Dos dias em que o vento nos afasta do mar - 2º sopro: Passa Quatro e os ecos da Revolução de 32 perdidos na paisagem

"... o homem só comemora e ama o que lhe é aprazível ou vantajoso, e pelo motivo racional de que nenhuma pessoa canoniza uma ação que virtualmente a destrói. Ao vencido, ódio ou compaixão. Ao vencedor, as batatas".
Machado de Assis - Quincas Borba

Olá!


A passagem por Pouso Alto foi bastante rápida, meio que na base do aproveitamento daquilo que restava da viagem de ida. Para lá chegar, passamos pela cidade de Passa Quatro, primeira cidade de Minas Gerais para quem acessa o estado pela região de Cruzeiro, no Vale do Paraíba. Não deixamos de considerar uma primeira estadia por lá, mas os preços dos hotéis eram desanimadores. Preços de pousada para fazer pernoite, não dá. Com isso, resolvemos procurar outro canto e voltar depois, o que fizemos. E descobrimos uma cidade cujo eixo histórico gira em dois planos: a Revolução de 32 e a ferrovia, que não deixam de se relacionar, além da típica água mineral.

● ● ● ●

**TAREFAS E EXERCÍCIOS**
A. Responda, com base no relato sobre Passa Quatro:
(i) De qual obra de Machado de Assis vem a epígrafe?
(ii) Passa Quatro é a primeira cidade de Minas Gerais para quem entra no estado por qual região?
(iii) Em torno de quais dois planos gira o eixo histórico da cidade?
B. Cite literalmente o trecho do relato sobre Passa Quatro que fica entre "Machado de Assis" e "típica água mineral.", inclusive.
As entradas não têm papel algum nestas tarefas.

● ● ● ●

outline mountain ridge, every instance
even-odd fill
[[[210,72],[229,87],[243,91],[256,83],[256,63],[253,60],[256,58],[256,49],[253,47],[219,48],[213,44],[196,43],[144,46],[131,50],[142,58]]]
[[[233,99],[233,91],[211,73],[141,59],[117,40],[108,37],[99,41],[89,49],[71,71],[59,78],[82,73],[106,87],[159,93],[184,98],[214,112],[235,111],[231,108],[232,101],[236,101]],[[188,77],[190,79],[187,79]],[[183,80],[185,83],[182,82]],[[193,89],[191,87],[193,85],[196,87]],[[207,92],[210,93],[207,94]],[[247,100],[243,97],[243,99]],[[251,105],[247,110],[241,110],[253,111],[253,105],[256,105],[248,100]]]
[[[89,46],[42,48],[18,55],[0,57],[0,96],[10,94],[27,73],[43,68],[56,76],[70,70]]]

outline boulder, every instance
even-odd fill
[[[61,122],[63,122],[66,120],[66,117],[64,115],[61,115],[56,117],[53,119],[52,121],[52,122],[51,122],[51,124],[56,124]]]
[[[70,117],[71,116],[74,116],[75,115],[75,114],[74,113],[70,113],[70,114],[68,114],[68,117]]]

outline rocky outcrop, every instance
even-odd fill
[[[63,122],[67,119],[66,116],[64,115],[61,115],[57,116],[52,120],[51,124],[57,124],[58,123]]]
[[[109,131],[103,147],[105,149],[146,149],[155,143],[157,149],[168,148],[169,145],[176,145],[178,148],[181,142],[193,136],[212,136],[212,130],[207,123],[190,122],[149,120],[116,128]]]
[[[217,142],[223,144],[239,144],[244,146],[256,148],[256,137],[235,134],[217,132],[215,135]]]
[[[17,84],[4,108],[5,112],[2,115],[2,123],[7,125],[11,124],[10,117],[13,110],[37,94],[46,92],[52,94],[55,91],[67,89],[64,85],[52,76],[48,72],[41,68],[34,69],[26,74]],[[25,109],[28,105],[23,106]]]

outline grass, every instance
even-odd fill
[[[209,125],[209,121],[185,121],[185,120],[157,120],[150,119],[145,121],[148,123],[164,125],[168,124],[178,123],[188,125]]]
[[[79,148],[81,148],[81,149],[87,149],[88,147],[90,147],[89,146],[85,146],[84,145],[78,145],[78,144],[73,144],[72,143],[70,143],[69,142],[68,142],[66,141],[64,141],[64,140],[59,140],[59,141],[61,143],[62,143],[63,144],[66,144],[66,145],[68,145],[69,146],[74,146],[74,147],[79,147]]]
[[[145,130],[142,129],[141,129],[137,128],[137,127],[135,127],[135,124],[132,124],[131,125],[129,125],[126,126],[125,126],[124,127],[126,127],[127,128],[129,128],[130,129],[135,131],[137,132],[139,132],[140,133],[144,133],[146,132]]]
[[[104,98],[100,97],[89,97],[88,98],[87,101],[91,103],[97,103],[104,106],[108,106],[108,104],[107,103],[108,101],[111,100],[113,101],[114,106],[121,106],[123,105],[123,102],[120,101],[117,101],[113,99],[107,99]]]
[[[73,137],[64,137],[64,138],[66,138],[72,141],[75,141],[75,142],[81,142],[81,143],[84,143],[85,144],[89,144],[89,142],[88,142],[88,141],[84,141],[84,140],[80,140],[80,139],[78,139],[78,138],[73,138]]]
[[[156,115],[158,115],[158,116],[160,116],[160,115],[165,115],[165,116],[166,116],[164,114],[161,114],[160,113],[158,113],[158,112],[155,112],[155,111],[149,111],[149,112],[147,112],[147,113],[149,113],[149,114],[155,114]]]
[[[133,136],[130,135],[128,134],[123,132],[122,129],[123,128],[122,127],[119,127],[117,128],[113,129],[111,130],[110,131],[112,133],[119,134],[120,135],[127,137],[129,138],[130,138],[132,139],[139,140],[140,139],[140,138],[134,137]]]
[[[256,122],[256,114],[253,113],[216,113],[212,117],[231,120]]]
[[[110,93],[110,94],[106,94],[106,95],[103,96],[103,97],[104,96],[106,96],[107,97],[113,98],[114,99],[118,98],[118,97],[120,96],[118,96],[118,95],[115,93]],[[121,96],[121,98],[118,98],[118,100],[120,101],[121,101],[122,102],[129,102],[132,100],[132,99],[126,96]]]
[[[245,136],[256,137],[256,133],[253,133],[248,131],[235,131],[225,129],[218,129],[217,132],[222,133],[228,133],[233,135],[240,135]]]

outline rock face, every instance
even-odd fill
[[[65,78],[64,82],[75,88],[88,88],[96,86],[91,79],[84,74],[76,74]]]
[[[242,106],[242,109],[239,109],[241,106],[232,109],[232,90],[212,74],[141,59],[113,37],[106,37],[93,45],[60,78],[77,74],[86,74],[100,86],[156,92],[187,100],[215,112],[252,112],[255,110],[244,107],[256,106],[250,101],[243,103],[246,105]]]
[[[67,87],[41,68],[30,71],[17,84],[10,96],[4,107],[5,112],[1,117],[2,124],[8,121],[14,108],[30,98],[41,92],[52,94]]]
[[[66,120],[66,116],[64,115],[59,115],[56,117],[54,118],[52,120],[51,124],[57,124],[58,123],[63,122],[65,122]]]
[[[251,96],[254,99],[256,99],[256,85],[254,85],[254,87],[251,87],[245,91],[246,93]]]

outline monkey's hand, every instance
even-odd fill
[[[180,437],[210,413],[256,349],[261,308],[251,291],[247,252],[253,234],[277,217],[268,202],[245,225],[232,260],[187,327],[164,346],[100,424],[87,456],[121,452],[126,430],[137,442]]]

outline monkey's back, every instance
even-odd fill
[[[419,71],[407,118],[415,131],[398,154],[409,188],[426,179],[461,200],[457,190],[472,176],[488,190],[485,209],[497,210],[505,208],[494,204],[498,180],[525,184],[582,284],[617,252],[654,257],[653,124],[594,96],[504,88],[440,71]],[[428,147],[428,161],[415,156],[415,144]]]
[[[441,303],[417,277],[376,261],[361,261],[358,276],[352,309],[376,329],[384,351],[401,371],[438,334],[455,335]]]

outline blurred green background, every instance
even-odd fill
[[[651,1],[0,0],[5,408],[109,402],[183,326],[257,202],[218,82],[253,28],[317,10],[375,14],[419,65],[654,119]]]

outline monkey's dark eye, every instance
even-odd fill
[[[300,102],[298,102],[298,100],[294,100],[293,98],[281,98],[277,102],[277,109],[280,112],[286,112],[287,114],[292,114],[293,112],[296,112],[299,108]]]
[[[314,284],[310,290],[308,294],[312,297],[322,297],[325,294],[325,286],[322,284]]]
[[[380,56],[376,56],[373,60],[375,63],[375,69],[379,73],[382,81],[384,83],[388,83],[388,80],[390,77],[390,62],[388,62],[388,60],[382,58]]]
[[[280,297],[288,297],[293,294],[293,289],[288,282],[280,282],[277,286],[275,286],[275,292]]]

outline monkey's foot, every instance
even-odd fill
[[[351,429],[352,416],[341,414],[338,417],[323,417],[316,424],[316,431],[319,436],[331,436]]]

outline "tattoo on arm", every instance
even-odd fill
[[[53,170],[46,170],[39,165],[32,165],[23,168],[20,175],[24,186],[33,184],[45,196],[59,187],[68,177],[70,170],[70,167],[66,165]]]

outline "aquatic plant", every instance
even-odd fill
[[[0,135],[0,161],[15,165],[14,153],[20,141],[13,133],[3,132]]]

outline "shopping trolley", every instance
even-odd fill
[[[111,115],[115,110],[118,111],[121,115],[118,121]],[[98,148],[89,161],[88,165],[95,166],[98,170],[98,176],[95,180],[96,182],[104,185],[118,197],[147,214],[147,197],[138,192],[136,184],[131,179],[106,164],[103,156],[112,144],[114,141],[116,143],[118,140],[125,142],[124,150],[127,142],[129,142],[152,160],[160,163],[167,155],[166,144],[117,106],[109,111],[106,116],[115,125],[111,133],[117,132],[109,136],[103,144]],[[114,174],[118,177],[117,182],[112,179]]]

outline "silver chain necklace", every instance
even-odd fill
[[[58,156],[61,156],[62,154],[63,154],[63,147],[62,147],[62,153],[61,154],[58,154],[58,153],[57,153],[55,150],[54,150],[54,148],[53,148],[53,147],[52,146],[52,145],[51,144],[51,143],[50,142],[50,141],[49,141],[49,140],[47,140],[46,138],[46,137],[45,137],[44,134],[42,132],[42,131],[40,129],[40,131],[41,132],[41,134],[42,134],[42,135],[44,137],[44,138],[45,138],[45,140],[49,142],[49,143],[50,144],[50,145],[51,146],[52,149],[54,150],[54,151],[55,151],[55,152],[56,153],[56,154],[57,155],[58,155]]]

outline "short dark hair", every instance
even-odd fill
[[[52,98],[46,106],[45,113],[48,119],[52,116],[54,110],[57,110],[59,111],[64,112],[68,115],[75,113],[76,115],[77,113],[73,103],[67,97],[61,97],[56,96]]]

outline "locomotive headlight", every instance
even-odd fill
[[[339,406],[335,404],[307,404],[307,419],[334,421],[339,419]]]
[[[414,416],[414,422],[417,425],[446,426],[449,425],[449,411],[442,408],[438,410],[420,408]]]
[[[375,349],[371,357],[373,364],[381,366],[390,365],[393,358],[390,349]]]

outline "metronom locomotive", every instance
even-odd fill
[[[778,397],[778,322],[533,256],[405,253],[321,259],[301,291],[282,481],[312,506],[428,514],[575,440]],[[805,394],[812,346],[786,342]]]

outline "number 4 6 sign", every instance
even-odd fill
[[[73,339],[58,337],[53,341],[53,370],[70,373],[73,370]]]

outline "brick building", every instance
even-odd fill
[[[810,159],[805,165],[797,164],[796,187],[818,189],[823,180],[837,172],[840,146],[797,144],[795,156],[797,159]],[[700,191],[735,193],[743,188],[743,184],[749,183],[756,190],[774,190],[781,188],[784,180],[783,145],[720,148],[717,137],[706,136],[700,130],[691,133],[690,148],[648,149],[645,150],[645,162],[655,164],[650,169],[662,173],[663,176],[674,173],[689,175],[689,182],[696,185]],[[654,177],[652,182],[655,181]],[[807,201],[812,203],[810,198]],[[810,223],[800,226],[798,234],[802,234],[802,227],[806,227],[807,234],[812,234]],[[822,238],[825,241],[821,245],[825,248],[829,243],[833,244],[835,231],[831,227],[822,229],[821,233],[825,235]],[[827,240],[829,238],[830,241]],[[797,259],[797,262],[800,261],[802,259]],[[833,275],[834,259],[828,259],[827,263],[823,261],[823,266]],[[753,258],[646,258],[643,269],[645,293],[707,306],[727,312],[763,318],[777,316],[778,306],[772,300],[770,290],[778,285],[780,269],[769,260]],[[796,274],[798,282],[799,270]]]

● ● ● ●

**RESPOSTAS POR TAREFA**
A.
(i) Quincas Borba.
(ii) Pela região de Cruzeiro, no Vale do Paraíba.
(iii) A Revolução de 32 e a ferrovia.

B.
Machado de Assis - Quincas Borba

Olá!


A passagem por Pouso Alto foi bastante rápida, meio que na base do aproveitamento daquilo que restava da viagem de ida. Para lá chegar, passamos pela cidade de Passa Quatro, primeira cidade de Minas Gerais para quem acessa o estado pela região de Cruzeiro, no Vale do Paraíba. Não deixamos de considerar uma primeira estadia por lá, mas os preços dos hotéis eram desanimadores. Preços de pousada para fazer pernoite, não dá. Com isso, resolvemos procurar outro canto e voltar depois, o que fizemos. E descobrimos uma cidade cujo eixo histórico gira em dois planos: a Revolução de 32 e a ferrovia, que não deixam de se relacionar, além da típica água mineral.